◆ **DIRECTIONS FOR THIS TASK**:
In the records below, the line with "Expected: for every instance of the snare" opens the range and the line with "Expected: for every instance of the bass" closes it; print that range exactly and nothing else.

◆ **INPUT**:
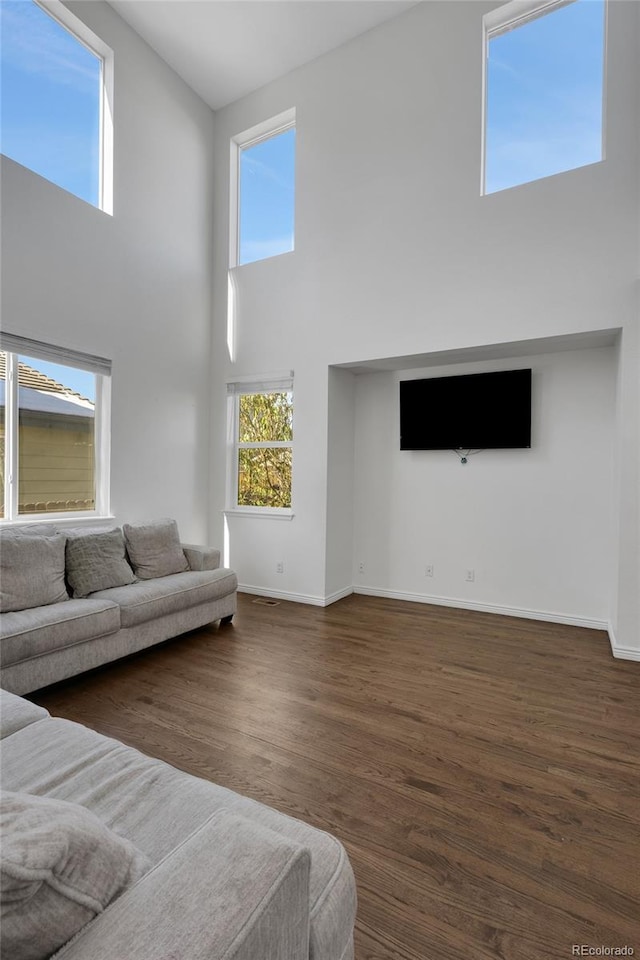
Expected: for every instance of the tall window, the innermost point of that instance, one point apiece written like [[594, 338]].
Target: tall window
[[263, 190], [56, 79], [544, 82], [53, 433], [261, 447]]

* * *

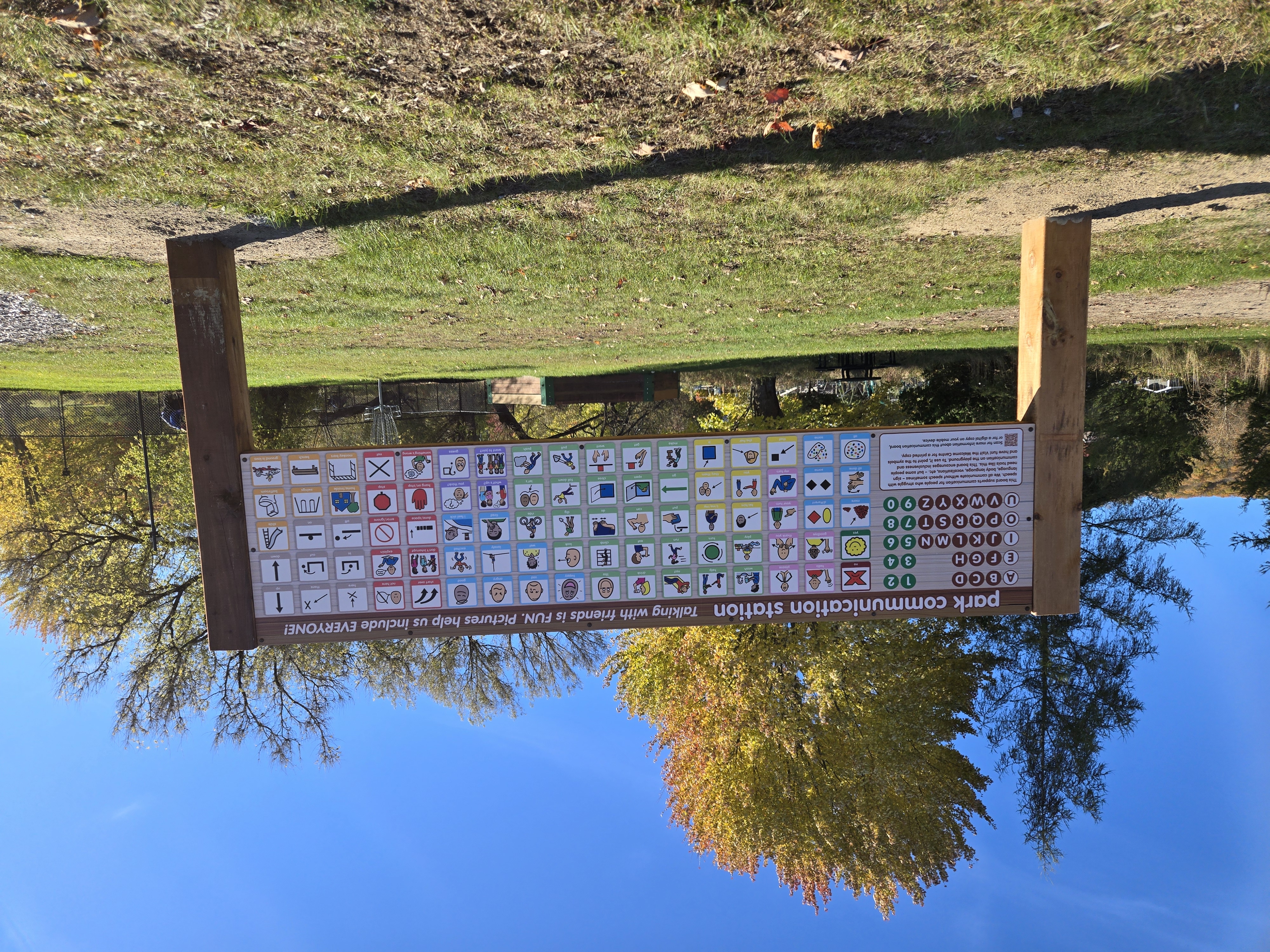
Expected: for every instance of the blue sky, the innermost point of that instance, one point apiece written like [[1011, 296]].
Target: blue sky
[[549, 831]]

...

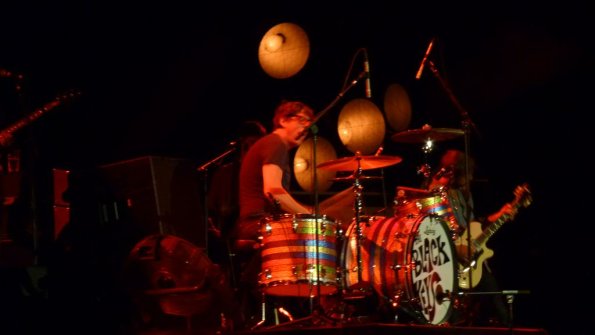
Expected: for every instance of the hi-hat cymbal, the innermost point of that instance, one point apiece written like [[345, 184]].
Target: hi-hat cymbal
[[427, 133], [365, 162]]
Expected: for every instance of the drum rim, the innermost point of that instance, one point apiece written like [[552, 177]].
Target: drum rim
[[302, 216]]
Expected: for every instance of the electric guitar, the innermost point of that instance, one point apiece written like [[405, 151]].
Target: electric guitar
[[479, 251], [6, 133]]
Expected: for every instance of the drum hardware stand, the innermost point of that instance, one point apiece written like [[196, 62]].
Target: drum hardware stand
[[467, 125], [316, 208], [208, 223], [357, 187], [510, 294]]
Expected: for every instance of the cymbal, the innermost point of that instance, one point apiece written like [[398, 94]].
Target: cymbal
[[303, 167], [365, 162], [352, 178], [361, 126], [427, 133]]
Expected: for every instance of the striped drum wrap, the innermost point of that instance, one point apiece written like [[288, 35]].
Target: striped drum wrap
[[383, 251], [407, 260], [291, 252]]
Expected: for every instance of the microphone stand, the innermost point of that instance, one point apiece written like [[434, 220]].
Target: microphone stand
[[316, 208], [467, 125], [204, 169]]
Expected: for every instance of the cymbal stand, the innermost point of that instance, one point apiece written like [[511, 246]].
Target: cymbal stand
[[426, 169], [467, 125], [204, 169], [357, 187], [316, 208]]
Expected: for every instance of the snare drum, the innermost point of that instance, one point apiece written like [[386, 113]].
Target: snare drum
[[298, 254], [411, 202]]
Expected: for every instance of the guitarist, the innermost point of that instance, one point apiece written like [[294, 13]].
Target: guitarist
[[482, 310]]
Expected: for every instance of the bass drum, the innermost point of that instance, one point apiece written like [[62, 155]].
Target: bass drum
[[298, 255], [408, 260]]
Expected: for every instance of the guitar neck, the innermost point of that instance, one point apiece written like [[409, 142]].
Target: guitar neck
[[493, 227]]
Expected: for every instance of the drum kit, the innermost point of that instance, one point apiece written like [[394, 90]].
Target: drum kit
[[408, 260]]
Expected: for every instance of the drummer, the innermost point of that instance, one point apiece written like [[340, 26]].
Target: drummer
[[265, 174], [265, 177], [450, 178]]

◆ **EXPECTED ANSWER**:
Expected: for every instance of the snare drum, the innermost point of that instance, one point apiece written like [[386, 113]].
Target: snare drum
[[298, 254], [411, 202]]
Expected: for every instance of the guitarist, the innermost point of that instance, one point apiece written like [[294, 13]].
Target: guitarist
[[482, 310]]
Expected: for every instance of the bass drum, the innermost point of that instance, one point apiece written like [[62, 155]].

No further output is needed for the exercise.